*** Passage to read ***

H-P charges beset with hurdles

October 18, 2006, 2:31 PM UTC

An odd subtlety in the facts underlying the criminal “pretexting” case against former Hewlett-Packard chairman Patricia Dunn and others may pose a hurdle to California Attorney General Bill Lockyer’s office as it tries to prove the “computer crime” charge it has lodged in that case.

The statute cited makes it a crime to “knowingly access without permission and take, copy, and make use of data from a computer.” (The provision is California Penal Code Section 502, which can be found be scrolling down the page linked here.) The potential problem is that both Dunn and the H-P inhouse counsel supervising the probe–Kevin Hunsaker, who is also charged as a defendant–appear to have believed that the phone records were obtained entirely through oral conversations between investigators and telephone employees, not through any techniques resembling computer hacking. Dunn got her information largely from Hunsaker, and Hunsaker expresses this misunderstanding repeatedly in the internal H-P memos that were made public last month by a subcommittee of the U.S. House of Representatives Energy and Commerce Committee.

In reality, we now know that the subcontractors who actually did the pretexting resorted to other techniques as well, some of which certainly look like the crime alleged here. To access the phone records of former H-P director Tom Perkins, for instance, a subcontractor (who is also charged) allegedly went online and gained access to his account by entering his phone number and the last four digits of his social security number into a dialog box. Such a procedure looks and feels more like the computer crime described in Section 502 than simply speaking to a live phone company employee over the phone. Of course, even the orally deceived phone employee would presumably then fetch the desired information out of a computer, but that wouldn’t be what we’d typically think of as a computer crime. (Or would it? What do people think?)

*** Information provided ***

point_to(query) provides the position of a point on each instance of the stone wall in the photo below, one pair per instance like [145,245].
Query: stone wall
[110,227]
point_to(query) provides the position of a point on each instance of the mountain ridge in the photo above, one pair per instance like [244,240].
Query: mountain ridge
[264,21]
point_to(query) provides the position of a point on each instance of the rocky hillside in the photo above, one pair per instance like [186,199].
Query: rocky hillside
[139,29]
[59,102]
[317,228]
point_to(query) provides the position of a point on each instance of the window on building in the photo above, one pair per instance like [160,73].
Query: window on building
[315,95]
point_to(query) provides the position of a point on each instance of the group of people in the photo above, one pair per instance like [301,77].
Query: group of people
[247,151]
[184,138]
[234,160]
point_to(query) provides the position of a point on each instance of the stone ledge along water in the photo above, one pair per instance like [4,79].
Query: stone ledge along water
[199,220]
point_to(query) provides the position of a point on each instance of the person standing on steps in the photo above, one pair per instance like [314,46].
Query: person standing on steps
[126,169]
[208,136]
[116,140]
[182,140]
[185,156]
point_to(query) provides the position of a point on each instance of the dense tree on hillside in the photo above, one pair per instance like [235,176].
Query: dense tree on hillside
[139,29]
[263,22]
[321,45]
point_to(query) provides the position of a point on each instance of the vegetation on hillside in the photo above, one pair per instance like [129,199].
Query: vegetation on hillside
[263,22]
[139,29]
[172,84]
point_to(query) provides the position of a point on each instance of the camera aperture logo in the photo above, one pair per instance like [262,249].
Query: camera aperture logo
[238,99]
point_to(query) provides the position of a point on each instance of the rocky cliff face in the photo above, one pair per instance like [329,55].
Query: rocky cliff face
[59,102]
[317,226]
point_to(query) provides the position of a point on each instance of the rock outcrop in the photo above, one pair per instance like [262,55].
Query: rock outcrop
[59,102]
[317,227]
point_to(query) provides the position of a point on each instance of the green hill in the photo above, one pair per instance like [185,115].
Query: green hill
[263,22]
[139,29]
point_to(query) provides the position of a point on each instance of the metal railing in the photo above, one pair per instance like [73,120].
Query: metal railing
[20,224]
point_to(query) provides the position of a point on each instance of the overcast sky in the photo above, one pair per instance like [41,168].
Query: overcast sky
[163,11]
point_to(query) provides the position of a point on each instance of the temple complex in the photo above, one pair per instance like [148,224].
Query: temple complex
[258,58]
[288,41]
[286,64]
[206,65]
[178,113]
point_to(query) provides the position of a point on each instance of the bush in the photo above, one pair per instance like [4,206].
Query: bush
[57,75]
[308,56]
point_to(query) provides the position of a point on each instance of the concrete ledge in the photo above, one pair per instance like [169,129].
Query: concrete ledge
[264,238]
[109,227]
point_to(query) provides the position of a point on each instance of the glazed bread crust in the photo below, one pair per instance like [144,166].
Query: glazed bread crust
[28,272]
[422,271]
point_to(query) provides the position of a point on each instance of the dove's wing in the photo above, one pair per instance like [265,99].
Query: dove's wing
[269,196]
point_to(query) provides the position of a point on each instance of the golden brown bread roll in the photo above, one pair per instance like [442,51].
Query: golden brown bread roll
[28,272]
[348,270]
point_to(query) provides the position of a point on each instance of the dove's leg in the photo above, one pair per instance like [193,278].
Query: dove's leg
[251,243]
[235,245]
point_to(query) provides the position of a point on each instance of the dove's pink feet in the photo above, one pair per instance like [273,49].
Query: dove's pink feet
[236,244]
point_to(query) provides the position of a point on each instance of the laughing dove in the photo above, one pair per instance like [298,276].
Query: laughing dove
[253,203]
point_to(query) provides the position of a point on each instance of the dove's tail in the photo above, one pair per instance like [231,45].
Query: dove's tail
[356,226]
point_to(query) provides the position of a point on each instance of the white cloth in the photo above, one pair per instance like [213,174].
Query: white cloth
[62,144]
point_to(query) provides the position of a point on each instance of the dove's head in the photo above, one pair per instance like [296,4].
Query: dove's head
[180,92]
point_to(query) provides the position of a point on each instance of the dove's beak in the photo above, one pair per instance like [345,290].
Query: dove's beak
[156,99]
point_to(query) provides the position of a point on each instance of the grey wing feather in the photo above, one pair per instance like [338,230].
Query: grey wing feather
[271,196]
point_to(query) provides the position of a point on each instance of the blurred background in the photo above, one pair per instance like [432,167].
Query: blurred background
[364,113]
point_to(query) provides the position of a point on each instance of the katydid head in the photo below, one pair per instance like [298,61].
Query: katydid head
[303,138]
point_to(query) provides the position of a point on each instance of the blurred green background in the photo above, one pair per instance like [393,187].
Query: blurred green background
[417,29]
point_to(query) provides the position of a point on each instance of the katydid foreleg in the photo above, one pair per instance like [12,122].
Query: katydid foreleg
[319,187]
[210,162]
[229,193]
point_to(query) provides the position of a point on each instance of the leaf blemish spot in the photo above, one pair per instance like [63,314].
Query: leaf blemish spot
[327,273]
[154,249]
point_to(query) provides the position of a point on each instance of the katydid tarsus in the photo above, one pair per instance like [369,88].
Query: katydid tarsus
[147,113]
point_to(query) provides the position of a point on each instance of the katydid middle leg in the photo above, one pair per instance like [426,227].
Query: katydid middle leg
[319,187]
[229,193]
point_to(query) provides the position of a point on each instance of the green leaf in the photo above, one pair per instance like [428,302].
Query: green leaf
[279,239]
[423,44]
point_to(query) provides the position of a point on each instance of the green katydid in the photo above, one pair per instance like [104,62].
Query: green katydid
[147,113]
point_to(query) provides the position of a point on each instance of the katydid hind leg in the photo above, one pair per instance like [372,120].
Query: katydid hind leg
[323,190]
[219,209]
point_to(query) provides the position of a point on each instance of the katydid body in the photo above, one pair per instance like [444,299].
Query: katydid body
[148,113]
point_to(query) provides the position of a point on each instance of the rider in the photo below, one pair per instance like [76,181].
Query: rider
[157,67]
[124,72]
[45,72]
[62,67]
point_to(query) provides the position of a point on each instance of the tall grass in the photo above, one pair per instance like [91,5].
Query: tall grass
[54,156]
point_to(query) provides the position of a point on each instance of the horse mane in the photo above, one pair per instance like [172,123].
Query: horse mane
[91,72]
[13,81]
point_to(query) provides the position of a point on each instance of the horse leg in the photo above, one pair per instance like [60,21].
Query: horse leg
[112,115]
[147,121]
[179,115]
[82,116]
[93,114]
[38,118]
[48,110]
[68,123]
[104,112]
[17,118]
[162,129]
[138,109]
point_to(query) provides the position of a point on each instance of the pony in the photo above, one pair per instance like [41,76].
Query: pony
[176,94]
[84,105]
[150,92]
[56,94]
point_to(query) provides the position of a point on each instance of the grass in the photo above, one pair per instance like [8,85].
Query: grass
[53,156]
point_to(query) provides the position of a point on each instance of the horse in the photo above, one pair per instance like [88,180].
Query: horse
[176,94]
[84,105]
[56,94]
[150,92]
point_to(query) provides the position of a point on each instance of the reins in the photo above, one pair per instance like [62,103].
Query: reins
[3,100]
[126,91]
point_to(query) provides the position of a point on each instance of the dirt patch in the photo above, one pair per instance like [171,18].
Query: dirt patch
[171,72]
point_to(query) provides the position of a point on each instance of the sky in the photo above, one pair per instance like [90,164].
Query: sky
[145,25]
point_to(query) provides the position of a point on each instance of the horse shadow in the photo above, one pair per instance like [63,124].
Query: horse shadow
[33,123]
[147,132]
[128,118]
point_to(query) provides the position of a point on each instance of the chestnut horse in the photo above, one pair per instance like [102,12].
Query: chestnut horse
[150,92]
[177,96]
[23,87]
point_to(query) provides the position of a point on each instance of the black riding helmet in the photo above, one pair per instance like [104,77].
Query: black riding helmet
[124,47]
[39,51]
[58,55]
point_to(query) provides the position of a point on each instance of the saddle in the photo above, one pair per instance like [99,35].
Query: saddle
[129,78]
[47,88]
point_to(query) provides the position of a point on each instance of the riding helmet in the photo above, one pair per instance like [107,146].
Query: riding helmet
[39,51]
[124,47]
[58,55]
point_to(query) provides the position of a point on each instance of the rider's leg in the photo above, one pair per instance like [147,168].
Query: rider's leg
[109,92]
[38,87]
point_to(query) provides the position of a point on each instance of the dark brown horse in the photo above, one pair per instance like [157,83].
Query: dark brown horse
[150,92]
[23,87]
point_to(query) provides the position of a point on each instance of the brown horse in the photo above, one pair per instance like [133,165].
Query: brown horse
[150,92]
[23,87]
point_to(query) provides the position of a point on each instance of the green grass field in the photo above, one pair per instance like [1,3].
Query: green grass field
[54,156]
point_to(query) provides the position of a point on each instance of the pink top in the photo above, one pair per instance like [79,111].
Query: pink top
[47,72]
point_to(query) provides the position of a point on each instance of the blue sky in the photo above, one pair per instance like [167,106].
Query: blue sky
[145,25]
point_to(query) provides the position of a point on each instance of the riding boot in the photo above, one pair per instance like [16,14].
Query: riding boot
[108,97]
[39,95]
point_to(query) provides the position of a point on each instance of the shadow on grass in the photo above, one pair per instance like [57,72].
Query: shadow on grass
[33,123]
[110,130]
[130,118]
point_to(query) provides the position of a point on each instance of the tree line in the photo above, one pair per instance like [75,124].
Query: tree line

***

=== Apply what you read ===
A. In the article on the H-P pretexting charges, what California statute is cited for the computer crime charge?
B. Name every person identified by name in the article on the H-P pretexting charges.
C. Write a continuation of the article on the H-P pretexting charges, starting after its final sentence.
You won't need the data to do this work.

=== Answer set ===
A. California Penal Code Section 502.

B. Patricia Dunn, Bill Lockyer, Kevin Hunsaker, Tom Perkins

C.
(The social security numbers appear to have been gathered mainly by the subcontractors themselves, using what they have called subscription databases available to licensed investigators. In at least one internal memo, Hunsaker admits having known that social security numbers might be used in the process, though he seems to have believed that they would be used verbally. I can’t find any evidence yet in the documents made public by the the House subcommittee that Dunn ever knew that social security numbers would be used.)

To be sure, Dunn, Hunsaker, and their three co-defendants–the outside security contractors and subcontractors who actually carried out the pretexting–are also charged with three other offenses besides the computer crimes provision. But, as has been previously reported to varying degrees, each of those charges also carries its own significant challenges when the attempt is made to bring “pretexting” within its ambit. Attorney General Lockyer’s best bet certainly looks like the charge of “fraudulently obtaining . . . customer records” from a public utility, which is elsewhere defined to include any “telephone corporation.” (California Penal Code Section 538.5 and California Public Utility Code Section 216. Section 538.5 can be found by scrolling down this page.)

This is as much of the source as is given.